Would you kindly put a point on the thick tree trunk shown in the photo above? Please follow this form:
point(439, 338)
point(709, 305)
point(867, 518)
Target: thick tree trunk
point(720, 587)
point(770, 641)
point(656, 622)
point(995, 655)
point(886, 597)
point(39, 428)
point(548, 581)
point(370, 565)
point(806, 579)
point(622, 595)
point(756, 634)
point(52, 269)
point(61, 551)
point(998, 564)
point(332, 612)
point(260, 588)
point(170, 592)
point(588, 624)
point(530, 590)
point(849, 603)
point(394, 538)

• • • • • • •

Print all of the rows above again, word for word and in their original order.

Would you kindly put a point on the thick tree trunk shown in the photo above? Please follow this form:
point(439, 338)
point(709, 305)
point(867, 518)
Target: thick tree trunk
point(720, 587)
point(770, 641)
point(656, 622)
point(995, 655)
point(886, 597)
point(39, 428)
point(548, 581)
point(370, 565)
point(806, 579)
point(622, 595)
point(756, 634)
point(52, 269)
point(61, 551)
point(998, 564)
point(332, 612)
point(260, 588)
point(170, 592)
point(588, 624)
point(530, 590)
point(849, 603)
point(394, 538)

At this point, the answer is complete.